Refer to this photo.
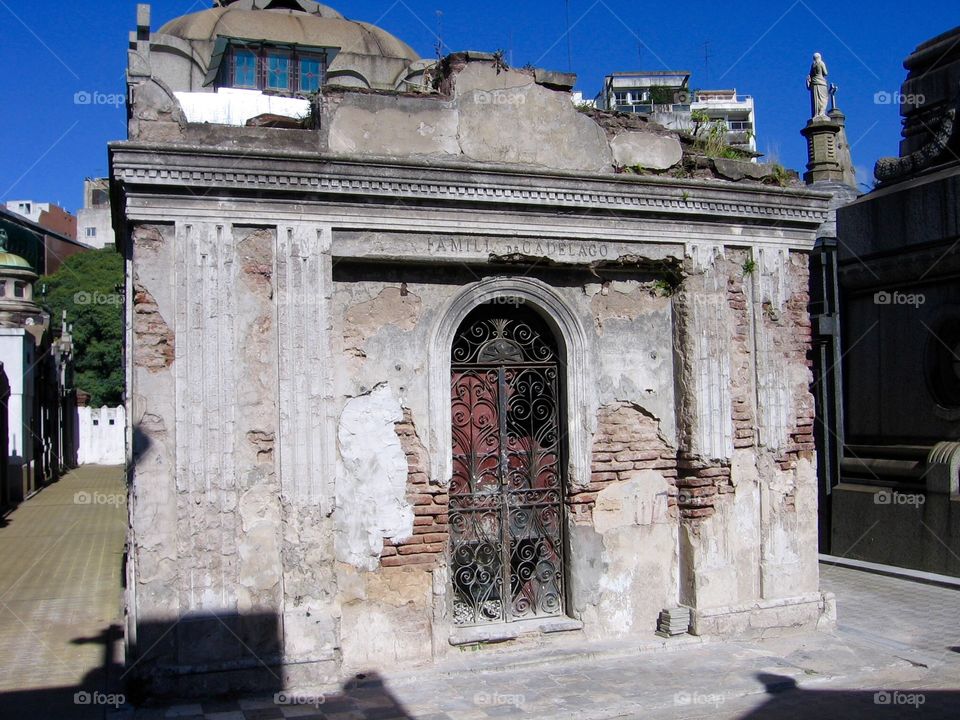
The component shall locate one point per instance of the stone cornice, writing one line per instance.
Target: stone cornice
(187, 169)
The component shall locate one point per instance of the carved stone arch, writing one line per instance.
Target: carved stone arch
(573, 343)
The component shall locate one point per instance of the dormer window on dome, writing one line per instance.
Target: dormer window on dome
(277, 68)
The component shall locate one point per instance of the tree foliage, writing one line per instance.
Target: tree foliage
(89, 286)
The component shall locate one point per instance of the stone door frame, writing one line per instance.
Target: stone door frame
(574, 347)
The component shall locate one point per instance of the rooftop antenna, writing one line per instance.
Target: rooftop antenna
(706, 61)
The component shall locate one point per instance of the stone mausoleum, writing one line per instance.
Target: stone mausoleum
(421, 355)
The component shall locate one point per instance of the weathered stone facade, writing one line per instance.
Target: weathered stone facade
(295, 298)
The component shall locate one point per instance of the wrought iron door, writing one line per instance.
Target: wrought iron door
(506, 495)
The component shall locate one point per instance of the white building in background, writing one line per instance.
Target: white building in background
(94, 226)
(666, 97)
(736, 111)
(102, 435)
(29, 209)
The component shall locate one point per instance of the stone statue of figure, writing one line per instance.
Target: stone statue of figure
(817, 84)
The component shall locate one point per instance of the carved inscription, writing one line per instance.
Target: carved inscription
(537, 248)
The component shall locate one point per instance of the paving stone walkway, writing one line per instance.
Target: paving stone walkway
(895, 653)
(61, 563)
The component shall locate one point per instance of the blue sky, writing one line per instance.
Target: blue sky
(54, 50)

########

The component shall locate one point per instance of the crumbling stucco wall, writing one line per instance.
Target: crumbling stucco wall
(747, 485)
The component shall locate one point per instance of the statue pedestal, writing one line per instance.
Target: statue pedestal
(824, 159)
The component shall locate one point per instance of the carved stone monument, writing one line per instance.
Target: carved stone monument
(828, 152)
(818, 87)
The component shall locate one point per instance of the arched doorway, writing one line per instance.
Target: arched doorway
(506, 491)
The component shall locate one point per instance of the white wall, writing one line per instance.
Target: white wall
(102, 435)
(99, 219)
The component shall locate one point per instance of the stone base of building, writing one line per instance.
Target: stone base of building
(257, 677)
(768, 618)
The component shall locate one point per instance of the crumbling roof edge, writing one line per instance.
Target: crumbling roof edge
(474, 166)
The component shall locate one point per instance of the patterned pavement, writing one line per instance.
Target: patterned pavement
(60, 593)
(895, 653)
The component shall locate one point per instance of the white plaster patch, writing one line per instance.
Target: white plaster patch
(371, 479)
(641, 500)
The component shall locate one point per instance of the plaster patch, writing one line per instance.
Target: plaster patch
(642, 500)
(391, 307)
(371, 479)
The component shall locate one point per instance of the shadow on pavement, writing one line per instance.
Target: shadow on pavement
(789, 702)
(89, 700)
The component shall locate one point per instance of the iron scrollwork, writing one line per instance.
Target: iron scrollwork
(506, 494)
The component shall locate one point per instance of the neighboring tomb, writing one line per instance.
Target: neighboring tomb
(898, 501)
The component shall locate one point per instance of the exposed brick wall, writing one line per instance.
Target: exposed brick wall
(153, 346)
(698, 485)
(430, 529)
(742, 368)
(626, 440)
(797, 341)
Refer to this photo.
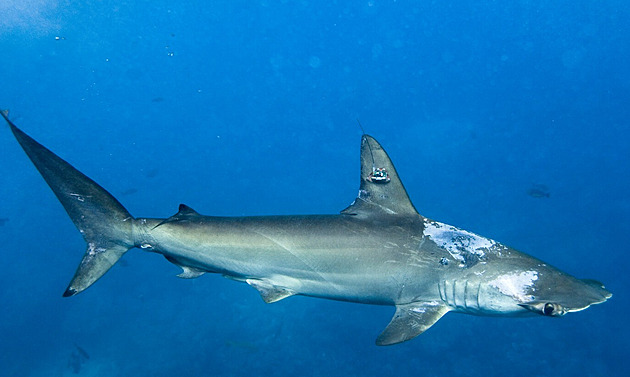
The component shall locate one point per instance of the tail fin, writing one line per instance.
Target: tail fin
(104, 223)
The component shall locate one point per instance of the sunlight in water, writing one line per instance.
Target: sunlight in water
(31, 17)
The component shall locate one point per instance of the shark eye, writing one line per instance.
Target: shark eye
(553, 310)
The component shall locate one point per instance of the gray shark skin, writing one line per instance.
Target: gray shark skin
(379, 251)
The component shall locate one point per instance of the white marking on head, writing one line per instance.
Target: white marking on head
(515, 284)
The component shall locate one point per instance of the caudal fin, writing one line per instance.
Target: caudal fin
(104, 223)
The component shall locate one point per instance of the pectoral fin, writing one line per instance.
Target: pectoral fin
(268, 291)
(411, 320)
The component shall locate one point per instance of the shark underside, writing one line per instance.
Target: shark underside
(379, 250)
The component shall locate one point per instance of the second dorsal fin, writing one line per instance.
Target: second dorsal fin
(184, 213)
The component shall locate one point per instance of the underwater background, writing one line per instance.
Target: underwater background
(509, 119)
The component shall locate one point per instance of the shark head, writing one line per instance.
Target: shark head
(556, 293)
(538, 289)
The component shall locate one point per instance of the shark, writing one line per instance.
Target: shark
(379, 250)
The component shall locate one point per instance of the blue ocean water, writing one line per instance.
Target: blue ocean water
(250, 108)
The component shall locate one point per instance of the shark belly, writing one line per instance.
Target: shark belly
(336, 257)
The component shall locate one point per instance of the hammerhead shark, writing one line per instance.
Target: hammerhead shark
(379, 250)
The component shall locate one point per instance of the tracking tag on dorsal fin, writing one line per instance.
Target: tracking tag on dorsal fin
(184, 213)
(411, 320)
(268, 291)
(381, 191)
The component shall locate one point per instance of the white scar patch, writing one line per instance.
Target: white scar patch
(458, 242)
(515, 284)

########

How many lines in the data above contain the word "belly"? Reply with the number alone.

REPLY TO THE EXERCISE ▸
2